Passage provided:
"""

Re: [PATCH] Incremental sort (was: PoC: Partial sort)

From: Tomas Vondra <tomas(dot)vondra(at)2ndquadrant(dot)com>
To: James Coleman <jtc331(at)gmail(dot)com>
Cc: Rafia Sabih <rafia(dot)pghackers(at)gmail(dot)com>, Shaun Thomas <shaun(dot)thomas(at)2ndquadrant(dot)com>, Dmitry Dolgov <9erthalion6(at)gmail(dot)com>, Alexander Korotkov <a(dot)korotkov(at)postgrespro(dot)ru>, Tom Lane <tgl(at)sss(dot)pgh(dot)pa(dot)us>, PostgreSQL Developers <pgsql-hackers(at)lists(dot)postgresql(dot)org>
Subject: Re: [PATCH] Incremental sort (was: PoC: Partial sort)
Date: 2019-06-14 17:37:25
Message-ID: 20190614173725.vu6xrkx4iu4ghjdz@development
Views: Raw Message | Whole Thread | Download mbox | Resend email
Thread:
Lists: pgsql-hackers

On Thu, Jun 13, 2019 at 11:38:12PM -0400, James Coleman wrote:
>On Wed, Jun 5, 2019 at 12:14 PM Rafia Sabih <rafia(dot)pghackers(at)gmail(dot)com> wrote:
>> > > 2) Provide some fallback at execution time. For example, we might watch
>> > > the size of the group, and if we run into an unexpectedly large one we
>> > > might abandon the incremental sort and switch to a "full sort" mode.
>> >
>> > Are there good examples of our doing this in other types of nodes
>> > (whether the fallback is an entirely different algorithm/node type)? I
>> > like this idea in theory, but I also think it's likely it would add a
>> > very significant amount of complexity. The other problem is knowing
>> > where to draw the line: you end up creating these kinds of cliffs
>> > where pulling one more tuple through the incremental sort would give
>> > you your batch and result in not having to pull many more tuples in a
>> > regular sort node, but the fallback logic kicks in anyway.

"""

Given request A:
Quote the text of the incremental sort message between "From: Tomas Vondra" and "Subject: Re: [PATCH] Incremental sort (was: PoC: Partial sort)", inclusive.
Given request B:
In the incremental sort message, what should happen at execution time if an unexpectedly large group turns up, according to the proposed fallback?
Given request C:
Continue the incremental sort message from the point where it ends.
The lines that come next have no connection to the incremental sort message.

Supplied data:
"""

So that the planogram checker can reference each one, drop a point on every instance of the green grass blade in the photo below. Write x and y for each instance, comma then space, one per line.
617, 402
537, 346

"""

Exercise output A:
From: Tomas Vondra <tomas(dot)vondra(at)2ndquadrant(dot)com>
To: James Coleman <jtc331(at)gmail(dot)com>
Cc: Rafia Sabih <rafia(dot)pghackers(at)gmail(dot)com>, Shaun Thomas <shaun(dot)thomas(at)2ndquadrant(dot)com>, Dmitry Dolgov <9erthalion6(at)gmail(dot)com>, Alexander Korotkov <a(dot)korotkov(at)postgrespro(dot)ru>, Tom Lane <tgl(at)sss(dot)pgh(dot)pa(dot)us>, PostgreSQL Developers <pgsql-hackers(at)lists(dot)postgresql(dot)org>
Subject: Re: [PATCH] Incremental sort (was: PoC: Partial sort)

Exercise output B:
The incremental sort would be abandoned and the node would switch to a "full sort" mode.

Exercise output C:
>> >
>> What about having some simple mechanism for this, like if we encounter
>> the group with more tuples than the one estimated then simply switch
>> to normal sort for the remaining tuples, as the estimates does not
>> hold true anyway. Atleast this will not give issues of having
>> regressions of incremental sort being too bad than the normal sort.
>> I mean having something like this, populate the tuplesortstate and
>> keep on counting the number of tuples in a group, if they are within
>> the budget call tuplesort_performsort, otherwise put all the tuples in
>> the tuplesort and then call tuplesort_performsort. We may have an
>> additional field in IncrementalSortState to save the estimated size of
>> each group. I am assuming that we use MCV lists to approximate better
>> the group sizes as suggested above by Tomas.
>
>I think the first thing to do is get some concrete numbers on performance if we:
>
>1. Only sort one group at a time.
>2. Update the costing to prefer traditional sort unless we have very
>high confidence we'll win with incremental sort.
>
>It'd be nice not to have to add additional complexity if at all possible.
>

+1 to that

>> > Unrelated to all of the above: if I read the patch properly it
>> > intentionally excludes backwards scanning. I don't see any particular
>> > reason why that ought to be the case, and it seems like an odd
>> > limitation for the feature should it be merged. Should that be a
>> > blocker to merging?
>>
>> Regarding this, I came across this,
>> /*
>> * Incremental sort can't be used with either EXEC_FLAG_REWIND,
>> * EXEC_FLAG_BACKWARD or EXEC_FLAG_MARK, because we hold only current
>> * bucket in tuplesortstate.
>> */
>> I think that is quite understandable. How are you planning to support
>> backwards scan for this? In other words, when will incremental sort be
>> useful for backward scan.
>
>For some reason I was thinking we'd need it to support backwards scans
>to be able to handle DESC sort on the index, but I've tested and
>confirmed that already works. I suppose that's because the index scan
>provides that ordering and the sort node doesn't need to reverse the
>direction of what's provided to it. That's not particularly obvious to
>someone newer to the codebase; I'm not sure if that's documented
>anywhere.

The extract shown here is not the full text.